Repeat precisely the span of lines below that opens with the line containing "Query: player's outstretched hand" and closes with the line containing "Task: annotate every instance of the yellow shoulder", both included.

THE RECORDS Start Marker

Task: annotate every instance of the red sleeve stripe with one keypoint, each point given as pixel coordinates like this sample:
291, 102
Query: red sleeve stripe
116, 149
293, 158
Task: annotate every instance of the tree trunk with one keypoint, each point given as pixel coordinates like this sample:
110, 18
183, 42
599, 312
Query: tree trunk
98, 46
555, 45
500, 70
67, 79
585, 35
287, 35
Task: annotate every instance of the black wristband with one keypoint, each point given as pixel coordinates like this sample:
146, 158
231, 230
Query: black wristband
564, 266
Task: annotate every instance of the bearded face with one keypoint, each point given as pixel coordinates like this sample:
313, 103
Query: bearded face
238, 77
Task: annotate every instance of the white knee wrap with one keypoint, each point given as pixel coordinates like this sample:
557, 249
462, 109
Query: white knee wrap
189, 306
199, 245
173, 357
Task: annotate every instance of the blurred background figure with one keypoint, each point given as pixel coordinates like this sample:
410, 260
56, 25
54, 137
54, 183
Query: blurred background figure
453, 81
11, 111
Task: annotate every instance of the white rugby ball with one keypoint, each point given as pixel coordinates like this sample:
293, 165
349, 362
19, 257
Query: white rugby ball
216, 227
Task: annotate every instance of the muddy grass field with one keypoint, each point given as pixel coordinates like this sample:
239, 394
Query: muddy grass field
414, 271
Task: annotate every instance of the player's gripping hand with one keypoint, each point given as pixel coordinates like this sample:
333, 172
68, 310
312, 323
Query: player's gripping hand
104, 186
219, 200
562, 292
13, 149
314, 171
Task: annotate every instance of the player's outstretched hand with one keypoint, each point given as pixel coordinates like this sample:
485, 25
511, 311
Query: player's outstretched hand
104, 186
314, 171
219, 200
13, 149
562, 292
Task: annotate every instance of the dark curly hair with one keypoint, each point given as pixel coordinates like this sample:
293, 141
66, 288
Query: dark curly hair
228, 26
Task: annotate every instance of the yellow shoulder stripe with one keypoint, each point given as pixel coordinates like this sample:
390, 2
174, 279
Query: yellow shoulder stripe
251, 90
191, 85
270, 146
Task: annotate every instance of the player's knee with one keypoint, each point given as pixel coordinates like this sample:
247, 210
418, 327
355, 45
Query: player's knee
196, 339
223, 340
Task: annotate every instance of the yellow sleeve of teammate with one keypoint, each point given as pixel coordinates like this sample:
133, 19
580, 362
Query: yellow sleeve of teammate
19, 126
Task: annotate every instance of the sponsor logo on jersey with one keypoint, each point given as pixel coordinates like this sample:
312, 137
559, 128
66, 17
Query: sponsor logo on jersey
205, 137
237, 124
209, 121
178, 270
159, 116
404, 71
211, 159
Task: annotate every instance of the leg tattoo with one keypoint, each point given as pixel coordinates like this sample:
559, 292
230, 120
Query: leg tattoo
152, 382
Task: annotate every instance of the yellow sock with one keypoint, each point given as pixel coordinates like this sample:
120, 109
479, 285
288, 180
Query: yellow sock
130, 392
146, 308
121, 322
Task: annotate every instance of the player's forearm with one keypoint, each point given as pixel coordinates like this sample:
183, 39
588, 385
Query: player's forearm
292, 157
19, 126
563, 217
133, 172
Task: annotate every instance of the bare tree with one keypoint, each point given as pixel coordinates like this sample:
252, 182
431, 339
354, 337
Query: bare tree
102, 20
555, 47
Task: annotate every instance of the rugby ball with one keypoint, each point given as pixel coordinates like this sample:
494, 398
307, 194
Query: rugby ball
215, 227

THE RECORDS End Marker

* _SOLUTION TO THIS PROBLEM_
Query: player's outstretched hand
104, 186
314, 171
219, 200
13, 149
562, 292
Task: annotate every instance of the dark curly hair with one keypoint, each point given as pixel coordinates like this sample:
293, 141
66, 288
Query: dark curly hair
228, 26
Task: annotate every instance of the yellow shoulder stripe with one keypoint, each point given as pixel coordinates like this sample:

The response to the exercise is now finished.